Texto para leitura:
568. Helmholtz, que observou os
turbilhões, mostrou que as partículas de fumo rolam sobre si mesmas e executam
movimentos de rotação, que vão do interior ao exterior, no sentido da
propagação, e em torno de um eixo circular que forma, por assim dizer, o núcleo
dos turbilhões. Daí, Helmholtz passa ao caso de um meio em que não houvesse
atrito algum; mostra que os rolos se deslocarão e mudarão de forma, sem que
nada venha destruir as ligações que existem entre as partes constituintes.
569. Deduzimos daí que existem estados
da matéria em que uma dada forma se conserva indefinidamente, com a condição de
que esta matéria seja submetida a uma força constante e não experimente nenhum
atrito. É o que acontece com o perispírito, cuja matéria rarefeita pode ser
encarada, por sua natureza etérea, como desprovida de atrito; podemos, pois,
conceber que ela conserva um tipo determinado, em virtude de sua constituição
molecular.

Dados fornecidos:
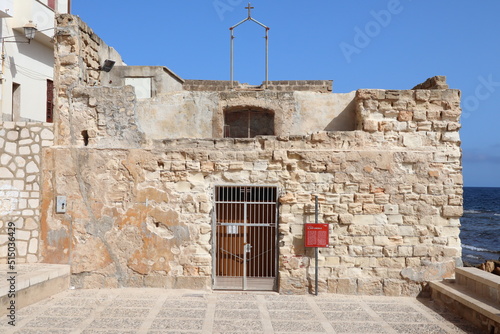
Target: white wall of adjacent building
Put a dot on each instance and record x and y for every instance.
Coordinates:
(27, 68)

Tarefa proposta: Transcreva, do texto sobre os turbilhões de Helmholtz, o trecho que começa em "568. Helmholtz, que" e segue até "as partes constituintes.", inclusive. As linhas não têm nenhum papel nesta atividade.

Resultado do exercício:
568. Helmholtz, que observou os
turbilhões, mostrou que as partículas de fumo rolam sobre si mesmas e executam
movimentos de rotação, que vão do interior ao exterior, no sentido da
propagação, e em torno de um eixo circular que forma, por assim dizer, o núcleo
dos turbilhões. Daí, Helmholtz passa ao caso de um meio em que não houvesse
atrito algum; mostra que os rolos se deslocarão e mudarão de forma, sem que
nada venha destruir as ligações que existem entre as partes constituintes.